**DIRECTIONS FOR THIS TASK:**
Print the lines of the data below from the line with "Pinpoint the vertical" to the line with "22;274;287;442", with both of those lines included, and nothing else.

**SUPPLIED MATERIAL:**
——————

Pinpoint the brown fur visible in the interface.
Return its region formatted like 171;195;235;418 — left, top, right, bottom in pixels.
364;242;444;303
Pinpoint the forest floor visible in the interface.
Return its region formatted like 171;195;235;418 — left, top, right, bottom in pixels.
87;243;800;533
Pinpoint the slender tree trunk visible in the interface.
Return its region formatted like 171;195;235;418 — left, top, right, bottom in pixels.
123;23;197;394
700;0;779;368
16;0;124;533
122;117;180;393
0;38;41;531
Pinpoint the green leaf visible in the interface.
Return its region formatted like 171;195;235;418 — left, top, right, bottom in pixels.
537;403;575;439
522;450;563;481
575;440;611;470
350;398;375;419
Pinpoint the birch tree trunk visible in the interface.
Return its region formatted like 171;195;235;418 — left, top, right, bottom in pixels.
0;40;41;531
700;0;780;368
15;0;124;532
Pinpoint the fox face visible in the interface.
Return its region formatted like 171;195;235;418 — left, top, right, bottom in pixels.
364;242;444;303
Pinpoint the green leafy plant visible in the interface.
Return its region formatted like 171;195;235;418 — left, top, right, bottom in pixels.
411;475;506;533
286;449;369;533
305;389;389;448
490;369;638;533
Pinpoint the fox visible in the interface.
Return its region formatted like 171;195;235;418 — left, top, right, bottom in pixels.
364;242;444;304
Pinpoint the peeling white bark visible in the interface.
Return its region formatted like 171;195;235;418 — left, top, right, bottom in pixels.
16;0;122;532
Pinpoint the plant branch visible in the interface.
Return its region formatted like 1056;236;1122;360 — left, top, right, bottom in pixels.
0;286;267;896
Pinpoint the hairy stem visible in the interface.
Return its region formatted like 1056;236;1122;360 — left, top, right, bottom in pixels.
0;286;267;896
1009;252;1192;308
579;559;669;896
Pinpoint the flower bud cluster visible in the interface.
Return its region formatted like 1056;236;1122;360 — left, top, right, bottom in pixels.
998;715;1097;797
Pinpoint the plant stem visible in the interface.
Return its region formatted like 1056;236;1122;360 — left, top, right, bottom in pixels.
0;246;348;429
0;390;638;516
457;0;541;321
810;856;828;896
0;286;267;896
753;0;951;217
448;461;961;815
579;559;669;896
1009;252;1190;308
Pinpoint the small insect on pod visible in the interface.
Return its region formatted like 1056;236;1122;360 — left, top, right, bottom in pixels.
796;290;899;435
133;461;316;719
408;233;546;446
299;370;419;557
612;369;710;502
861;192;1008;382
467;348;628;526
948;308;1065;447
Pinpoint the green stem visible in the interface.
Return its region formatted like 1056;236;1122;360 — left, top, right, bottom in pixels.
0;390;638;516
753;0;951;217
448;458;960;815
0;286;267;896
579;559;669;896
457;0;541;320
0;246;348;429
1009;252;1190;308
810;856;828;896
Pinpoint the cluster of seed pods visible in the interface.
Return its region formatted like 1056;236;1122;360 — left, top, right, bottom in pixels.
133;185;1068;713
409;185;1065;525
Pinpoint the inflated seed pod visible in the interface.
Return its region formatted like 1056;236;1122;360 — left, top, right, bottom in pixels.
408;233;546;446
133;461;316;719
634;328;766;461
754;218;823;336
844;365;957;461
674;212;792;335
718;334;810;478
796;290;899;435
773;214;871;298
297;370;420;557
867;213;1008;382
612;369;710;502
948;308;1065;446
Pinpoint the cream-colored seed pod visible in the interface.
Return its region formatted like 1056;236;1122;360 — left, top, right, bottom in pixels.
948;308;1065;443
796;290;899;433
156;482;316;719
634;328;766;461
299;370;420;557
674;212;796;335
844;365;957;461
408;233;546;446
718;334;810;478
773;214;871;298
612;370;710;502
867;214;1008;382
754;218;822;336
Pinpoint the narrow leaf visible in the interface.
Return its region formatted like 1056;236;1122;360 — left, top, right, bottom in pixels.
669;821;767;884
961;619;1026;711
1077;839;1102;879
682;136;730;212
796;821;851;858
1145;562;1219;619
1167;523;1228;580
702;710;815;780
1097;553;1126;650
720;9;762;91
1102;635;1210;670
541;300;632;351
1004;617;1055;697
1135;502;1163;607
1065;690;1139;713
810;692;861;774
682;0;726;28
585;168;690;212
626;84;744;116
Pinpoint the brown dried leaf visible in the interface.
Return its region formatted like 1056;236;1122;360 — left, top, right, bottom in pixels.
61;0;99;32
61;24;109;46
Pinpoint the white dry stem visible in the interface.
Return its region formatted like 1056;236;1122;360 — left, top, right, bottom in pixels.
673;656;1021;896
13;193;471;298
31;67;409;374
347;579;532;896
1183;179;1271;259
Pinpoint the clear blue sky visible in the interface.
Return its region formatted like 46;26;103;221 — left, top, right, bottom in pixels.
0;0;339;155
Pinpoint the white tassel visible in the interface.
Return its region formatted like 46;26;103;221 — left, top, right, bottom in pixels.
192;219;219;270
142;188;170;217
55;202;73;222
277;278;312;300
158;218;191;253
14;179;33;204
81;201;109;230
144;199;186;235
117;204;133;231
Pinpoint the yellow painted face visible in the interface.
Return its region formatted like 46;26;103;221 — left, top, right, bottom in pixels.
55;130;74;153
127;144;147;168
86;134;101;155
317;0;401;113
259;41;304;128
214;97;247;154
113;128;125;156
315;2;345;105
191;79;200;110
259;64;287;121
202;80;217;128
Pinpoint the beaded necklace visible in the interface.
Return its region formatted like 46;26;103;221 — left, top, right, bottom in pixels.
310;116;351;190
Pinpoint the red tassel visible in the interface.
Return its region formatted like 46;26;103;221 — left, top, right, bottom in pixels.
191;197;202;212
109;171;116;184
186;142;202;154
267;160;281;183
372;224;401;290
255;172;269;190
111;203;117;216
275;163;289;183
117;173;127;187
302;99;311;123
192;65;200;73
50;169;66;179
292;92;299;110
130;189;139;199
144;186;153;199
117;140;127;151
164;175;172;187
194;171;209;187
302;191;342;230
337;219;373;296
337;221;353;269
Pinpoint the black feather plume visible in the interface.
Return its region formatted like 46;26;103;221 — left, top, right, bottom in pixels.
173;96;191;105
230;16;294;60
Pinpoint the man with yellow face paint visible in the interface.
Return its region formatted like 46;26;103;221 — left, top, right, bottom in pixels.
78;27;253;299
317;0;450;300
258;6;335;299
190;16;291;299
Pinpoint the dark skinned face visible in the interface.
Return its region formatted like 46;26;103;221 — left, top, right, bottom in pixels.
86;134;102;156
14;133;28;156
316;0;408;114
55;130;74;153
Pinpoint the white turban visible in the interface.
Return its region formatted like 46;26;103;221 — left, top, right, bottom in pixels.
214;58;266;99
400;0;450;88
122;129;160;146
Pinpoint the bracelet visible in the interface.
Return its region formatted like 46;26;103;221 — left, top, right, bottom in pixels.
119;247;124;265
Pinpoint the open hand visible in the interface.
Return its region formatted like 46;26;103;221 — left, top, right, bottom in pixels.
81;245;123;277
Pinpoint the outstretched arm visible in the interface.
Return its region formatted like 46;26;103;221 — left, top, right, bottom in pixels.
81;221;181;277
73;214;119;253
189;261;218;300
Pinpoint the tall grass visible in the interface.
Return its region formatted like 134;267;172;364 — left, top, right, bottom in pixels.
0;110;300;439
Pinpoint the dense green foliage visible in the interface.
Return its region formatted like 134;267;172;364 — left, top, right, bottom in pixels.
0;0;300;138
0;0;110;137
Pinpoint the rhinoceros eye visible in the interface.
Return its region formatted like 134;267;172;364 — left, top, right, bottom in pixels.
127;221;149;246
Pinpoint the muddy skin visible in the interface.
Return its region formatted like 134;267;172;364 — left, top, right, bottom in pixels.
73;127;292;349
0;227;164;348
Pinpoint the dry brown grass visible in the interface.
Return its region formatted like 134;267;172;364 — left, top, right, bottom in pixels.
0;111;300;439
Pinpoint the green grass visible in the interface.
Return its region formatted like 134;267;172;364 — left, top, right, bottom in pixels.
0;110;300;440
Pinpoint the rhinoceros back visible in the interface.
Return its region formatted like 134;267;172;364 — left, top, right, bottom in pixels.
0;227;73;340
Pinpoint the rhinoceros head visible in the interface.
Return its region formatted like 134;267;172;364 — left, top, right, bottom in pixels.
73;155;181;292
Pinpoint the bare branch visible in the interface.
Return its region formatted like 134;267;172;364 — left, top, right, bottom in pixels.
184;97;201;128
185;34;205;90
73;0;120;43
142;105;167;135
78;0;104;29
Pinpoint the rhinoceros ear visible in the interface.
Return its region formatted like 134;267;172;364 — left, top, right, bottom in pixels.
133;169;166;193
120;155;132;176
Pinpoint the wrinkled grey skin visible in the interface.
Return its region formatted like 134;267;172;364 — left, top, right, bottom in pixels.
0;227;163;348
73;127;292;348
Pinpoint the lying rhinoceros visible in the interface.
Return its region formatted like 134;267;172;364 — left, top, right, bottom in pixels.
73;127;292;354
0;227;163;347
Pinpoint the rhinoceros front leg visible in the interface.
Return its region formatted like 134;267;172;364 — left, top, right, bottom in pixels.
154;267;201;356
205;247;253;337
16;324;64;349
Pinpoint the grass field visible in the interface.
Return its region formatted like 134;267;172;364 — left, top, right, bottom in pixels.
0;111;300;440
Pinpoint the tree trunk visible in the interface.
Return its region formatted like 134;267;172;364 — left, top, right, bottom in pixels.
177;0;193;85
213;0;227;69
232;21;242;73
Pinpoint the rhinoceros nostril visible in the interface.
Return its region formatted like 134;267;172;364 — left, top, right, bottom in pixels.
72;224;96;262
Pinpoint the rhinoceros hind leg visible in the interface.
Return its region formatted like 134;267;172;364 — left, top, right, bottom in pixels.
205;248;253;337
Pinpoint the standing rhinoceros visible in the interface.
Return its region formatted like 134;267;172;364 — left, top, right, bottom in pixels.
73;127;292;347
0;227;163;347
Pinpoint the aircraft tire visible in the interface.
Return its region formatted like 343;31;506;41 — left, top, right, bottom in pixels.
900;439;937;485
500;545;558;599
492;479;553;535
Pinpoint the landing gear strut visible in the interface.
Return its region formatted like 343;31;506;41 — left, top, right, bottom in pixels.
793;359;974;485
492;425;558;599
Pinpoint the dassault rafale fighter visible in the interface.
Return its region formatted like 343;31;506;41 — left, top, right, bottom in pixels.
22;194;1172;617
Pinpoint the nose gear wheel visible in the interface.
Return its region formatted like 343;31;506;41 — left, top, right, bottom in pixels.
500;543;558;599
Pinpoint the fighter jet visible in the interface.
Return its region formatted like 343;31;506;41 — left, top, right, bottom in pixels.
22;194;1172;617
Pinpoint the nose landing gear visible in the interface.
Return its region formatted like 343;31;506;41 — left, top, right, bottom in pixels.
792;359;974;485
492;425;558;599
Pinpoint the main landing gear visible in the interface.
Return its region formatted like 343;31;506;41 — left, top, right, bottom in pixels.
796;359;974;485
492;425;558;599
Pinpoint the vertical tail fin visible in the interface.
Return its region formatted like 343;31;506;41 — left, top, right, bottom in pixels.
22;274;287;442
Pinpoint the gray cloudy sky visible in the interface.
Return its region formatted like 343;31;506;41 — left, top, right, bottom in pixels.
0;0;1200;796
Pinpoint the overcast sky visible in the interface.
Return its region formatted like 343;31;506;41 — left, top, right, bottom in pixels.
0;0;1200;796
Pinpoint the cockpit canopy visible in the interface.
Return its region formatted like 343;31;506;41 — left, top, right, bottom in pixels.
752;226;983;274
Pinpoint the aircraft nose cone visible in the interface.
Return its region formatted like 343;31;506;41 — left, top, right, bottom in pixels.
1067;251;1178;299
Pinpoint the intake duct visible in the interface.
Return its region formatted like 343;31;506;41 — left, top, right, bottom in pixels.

——————

**RESULT OF THE TASK:**
Pinpoint the vertical tail fin visible in the interface.
Return its region formatted like 343;31;506;41 — left, top, right, bottom in pixels.
22;274;287;442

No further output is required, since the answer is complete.